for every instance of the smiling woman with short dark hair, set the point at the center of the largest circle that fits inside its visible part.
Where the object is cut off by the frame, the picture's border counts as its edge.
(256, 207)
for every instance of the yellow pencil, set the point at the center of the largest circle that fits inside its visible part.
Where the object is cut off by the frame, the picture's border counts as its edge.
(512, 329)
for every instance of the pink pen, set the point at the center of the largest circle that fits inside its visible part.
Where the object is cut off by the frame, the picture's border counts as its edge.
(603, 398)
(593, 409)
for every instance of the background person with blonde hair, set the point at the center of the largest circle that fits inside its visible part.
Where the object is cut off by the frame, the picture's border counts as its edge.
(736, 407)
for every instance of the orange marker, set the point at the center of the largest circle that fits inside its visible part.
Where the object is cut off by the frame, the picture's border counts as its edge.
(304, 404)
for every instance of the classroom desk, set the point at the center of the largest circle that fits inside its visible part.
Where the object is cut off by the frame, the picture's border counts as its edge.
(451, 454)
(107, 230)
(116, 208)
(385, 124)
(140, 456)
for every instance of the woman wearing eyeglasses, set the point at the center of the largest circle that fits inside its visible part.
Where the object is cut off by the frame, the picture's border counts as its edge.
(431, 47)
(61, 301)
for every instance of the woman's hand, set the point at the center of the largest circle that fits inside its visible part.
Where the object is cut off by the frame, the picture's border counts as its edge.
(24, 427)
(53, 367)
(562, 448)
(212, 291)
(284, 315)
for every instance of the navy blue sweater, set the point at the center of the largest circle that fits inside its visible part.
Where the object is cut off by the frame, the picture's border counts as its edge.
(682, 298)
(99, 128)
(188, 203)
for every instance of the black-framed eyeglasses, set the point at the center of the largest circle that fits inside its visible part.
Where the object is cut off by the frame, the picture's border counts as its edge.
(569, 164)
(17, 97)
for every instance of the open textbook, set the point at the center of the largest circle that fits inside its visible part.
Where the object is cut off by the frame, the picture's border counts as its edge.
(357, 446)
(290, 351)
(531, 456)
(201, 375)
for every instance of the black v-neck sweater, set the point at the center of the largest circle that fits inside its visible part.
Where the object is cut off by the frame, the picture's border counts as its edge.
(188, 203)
-- -- --
The output must reproduce the whole listing without a single change.

for every instance of the smiling woman with short dark hair, set the point at the center of the largest circle that fits inside its visible part.
Where the object is cut off by the frame, the picture's border counts as its edge.
(256, 207)
for every instance of the yellow pencil, set the point at the center of the largest circle that fits inside its visible part.
Where the object is cut off by the frame, the picture's border counts as its edge.
(512, 329)
for every instance of the pink pen, set the point at the center of the largest circle that fits inside its visible part.
Where the object is cut off by the frame, the picture's border counts as its edge.
(603, 398)
(593, 409)
for every instance of the background person with blonde hair, set the point at the center of the largest circle that fits inside its visible part.
Where the object is cut off by the frame, the picture's border counts as its edge.
(736, 407)
for every instance of the orange marker, set the point at the center of the largest circle that fits inside its visible part.
Where the object is cut off by the frame, the picture's border counts as its edge.
(304, 404)
for every instance of the classroom desk, set the point at the center of the largest circle that fits inside its visible part.
Where the object is cut off by the frame, the picture's border counts as its edge.
(451, 454)
(107, 230)
(116, 208)
(385, 124)
(140, 456)
for every instance of the woman wearing eyeglasses, set the point at the center of the largest circle that fits inside its visible part.
Where the object is cut off by the frame, the picture's border counts as its edge.
(431, 47)
(61, 301)
for every instance of the woman's hand, set the point at the center of the largest circle that fits inside its visible part.
Where the object is cut off by the frame, the picture's border counts as its edge.
(24, 427)
(53, 367)
(562, 448)
(212, 291)
(284, 315)
for every instance of the navy blue sweater, set the point at the center of the largest circle that fits inside its visible part.
Where the object is cut off by the frame, the picture's border counts as its edge.
(682, 298)
(99, 128)
(188, 203)
for every instance of the black-framed eyeglasses, set the point at the center of the largest circle that fits inside its visible part.
Where the object is cut off by the frame, the picture's border counts as its edge.
(569, 164)
(17, 97)
for every instance of the open textbook, set the point at the center of the largest circle that fits inside its visible part.
Where the object is cut off by the frame, the picture's border counts as its edge.
(357, 446)
(290, 351)
(531, 456)
(201, 375)
for every instance of the black v-neck sweater, set the point at the center of the largest circle that fits inside its visible part.
Where the object is cut off by the frame, the picture's border counts as its edge.
(188, 203)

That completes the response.